Exercise goal => Copy out, unchanged, the part of the lines below that opens with the line containing "of the street" and closes with the line containing "of the stone". Include both of those lines.

* begin Records supplied *

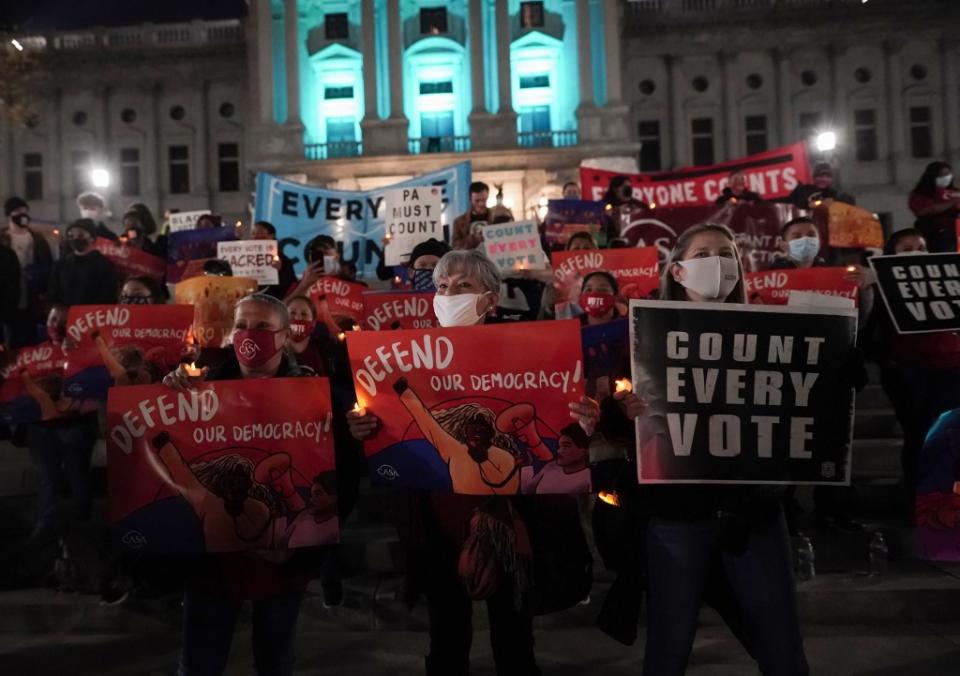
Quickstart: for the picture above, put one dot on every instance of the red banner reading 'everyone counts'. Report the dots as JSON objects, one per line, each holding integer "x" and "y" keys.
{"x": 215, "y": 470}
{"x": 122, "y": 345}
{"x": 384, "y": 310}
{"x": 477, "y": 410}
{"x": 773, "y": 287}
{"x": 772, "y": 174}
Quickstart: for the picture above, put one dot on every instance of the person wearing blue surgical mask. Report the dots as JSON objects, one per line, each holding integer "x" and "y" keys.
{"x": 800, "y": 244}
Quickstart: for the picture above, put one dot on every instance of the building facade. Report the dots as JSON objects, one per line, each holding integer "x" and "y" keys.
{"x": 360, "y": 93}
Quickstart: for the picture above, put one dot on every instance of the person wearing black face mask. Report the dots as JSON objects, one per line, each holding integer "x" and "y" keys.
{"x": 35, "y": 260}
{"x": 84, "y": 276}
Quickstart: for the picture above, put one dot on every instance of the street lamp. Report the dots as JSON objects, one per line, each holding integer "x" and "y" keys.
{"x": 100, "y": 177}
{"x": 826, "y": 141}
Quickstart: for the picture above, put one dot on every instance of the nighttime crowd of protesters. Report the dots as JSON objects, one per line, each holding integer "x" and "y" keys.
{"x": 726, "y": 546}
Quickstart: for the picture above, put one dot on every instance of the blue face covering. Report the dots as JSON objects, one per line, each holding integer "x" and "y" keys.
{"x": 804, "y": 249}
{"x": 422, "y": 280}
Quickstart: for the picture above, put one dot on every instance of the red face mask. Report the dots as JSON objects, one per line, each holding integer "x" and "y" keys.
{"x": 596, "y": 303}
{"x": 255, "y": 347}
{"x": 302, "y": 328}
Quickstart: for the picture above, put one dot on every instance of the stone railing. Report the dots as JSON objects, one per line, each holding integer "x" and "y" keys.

* end Records supplied *
* begin Records supplied *

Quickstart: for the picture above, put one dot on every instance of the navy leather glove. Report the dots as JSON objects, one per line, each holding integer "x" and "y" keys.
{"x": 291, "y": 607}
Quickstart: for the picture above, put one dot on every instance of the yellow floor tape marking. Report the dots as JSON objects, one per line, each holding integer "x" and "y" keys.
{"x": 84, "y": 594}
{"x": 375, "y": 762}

* end Records supplied *

Task answer =>
Quickstart: for the picture above, put one dot on every instance of the street lamp. Report the dots as JSON objects, one per line, each holding integer "x" and "y" keys.
{"x": 100, "y": 177}
{"x": 826, "y": 141}
Quickstart: for the picture above, put one dot on every instance of the nighttime crowd of protesters. Report the dots as JSON objects, one per line, each holding integer "x" and "y" keys.
{"x": 726, "y": 546}
Quickstart: for the picture above, put one dot on every instance of the blue face covering. Report the dots as JSON objects, one per line, each holding integer "x" and "y" keys.
{"x": 804, "y": 249}
{"x": 422, "y": 280}
Quickstart: for the picture above, put one dot on every instance of the red face mask. Report the dots as JSON objects, one per line, each holding integer "x" and "y" keys.
{"x": 596, "y": 303}
{"x": 255, "y": 347}
{"x": 302, "y": 328}
Quickstart: for the picture above, put one dot on every instance of the stone railing. Report the dots as JSON objects, one per line, each holding integer "x" and "y" keys.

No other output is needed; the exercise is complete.